— Fragmento proporcionado —
Cuando Sevilla compró al rey para castigar a Canarias
En 1645, el Consulado de Sevilla prestó dinero al rey a cambio de castigar el comercio canario con América, acusado de contrabando y de desafiar el monopolio imperial

Vista de Sevilla y su puerto en el siglo XVII, centro del comercio con América. / LP/DLP

La apertura del mercado americano trajo consigo oportunidades, pero también envidias y luchas de poder. El pastel era cada vez mayor y nuevos actores se disputaban su porción. A lo largo del siglo XVII, el tráfico entre Europa y América fluía con regularidad y eclipsaba casi por completo las demás rutas comerciales.
Canarias había conservado una posición de privilegio dentro del sistema, con cierta autonomía respecto al monopolio sevillano. Sevilla, cabeza de la Casa de la Contratación —la institución que controlaba el comercio y la navegación con América—, era uno de los mayores puertos del mundo, centro del flujo de mercancías y, sobre todo, de la plata que sostenía la economía del Imperio.
Durante décadas, esa situación especial apenas generó roces. Hacia finales del siglo XVI empezaron las primeras quejas del Consulado de Sevilla, que denunciaba abusos en el comercio canario con América. Pero el conflicto se intensificó en el siglo XVII, explica el historiador Antonio-Miguel Bernal, cuando en los puertos isleños proliferaron las «arribadas maliciosas» —barcos que fingían tormentas o ataques piratas para comerciar sin licencia— y las ventas ficticias por las que los extranjeros ponían sus barcos a nombre de comerciantes locales para esquivar las prohibiciones.

— Realiza lo siguiente —
A. Reproduce sin ningún cambio el pasaje del texto sobre Sevilla y Canarias que empieza en "La apertura del" y continúa hasta "economía del Imperio.".
B. Presenta como tabla Markdown, con las columnas Nº y Línea, las líneas de los registros que van desde la línea que contiene "point_to(query) returns one keypoint per instance of the tree" hasta la línea que contiene "x=88, y=144", ambas incluidas. Omite las líneas en blanco.

— Datos del ejercicio —
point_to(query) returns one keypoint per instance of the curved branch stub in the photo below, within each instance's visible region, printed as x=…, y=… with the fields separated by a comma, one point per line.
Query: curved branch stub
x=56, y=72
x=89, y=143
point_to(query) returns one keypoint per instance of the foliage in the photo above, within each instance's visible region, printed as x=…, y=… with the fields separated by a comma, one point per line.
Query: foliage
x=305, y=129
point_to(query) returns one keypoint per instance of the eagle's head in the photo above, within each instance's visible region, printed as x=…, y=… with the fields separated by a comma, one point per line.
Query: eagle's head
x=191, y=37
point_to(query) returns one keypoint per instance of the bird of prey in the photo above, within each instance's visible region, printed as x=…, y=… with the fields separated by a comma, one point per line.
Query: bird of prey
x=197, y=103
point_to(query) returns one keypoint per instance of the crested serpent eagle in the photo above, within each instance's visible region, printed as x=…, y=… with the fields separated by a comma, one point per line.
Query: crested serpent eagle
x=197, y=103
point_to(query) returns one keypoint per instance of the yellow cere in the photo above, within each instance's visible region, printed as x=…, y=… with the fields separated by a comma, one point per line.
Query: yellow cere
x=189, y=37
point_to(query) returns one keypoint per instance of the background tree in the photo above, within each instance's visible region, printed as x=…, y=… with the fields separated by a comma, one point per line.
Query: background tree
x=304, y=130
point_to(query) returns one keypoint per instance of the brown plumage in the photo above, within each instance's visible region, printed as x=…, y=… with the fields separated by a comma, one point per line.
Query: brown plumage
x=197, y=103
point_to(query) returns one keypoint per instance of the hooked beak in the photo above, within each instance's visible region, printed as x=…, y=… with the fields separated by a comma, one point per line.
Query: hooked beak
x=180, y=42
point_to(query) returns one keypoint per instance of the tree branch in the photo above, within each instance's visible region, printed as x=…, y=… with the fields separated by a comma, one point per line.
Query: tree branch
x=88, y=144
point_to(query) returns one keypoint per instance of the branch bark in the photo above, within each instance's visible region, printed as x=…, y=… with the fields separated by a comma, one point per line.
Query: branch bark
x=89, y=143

— Respuestas —
A.
La apertura del mercado americano trajo consigo oportunidades, pero también envidias y luchas de poder. El pastel era cada vez mayor y nuevos actores se disputaban su porción. A lo largo del siglo XVII, el tráfico entre Europa y América fluía con regularidad y eclipsaba casi por completo las demás rutas comerciales.
Canarias había conservado una posición de privilegio dentro del sistema, con cierta autonomía respecto al monopolio sevillano. Sevilla, cabeza de la Casa de la Contratación —la institución que controlaba el comercio y la navegación con América—, era uno de los mayores puertos del mundo, centro del flujo de mercancías y, sobre todo, de la plata que sostenía la economía del Imperio.

B.
| Nº | Línea |
|---|---|
| 1 | point_to(query) returns one keypoint per instance of the tree branch in the photo above, within each instance's visible region, printed as x=…, y=… with the fields separated by a comma, one point per line. |
| 2 | Query: tree branch |
| 3 | x=88, y=144 |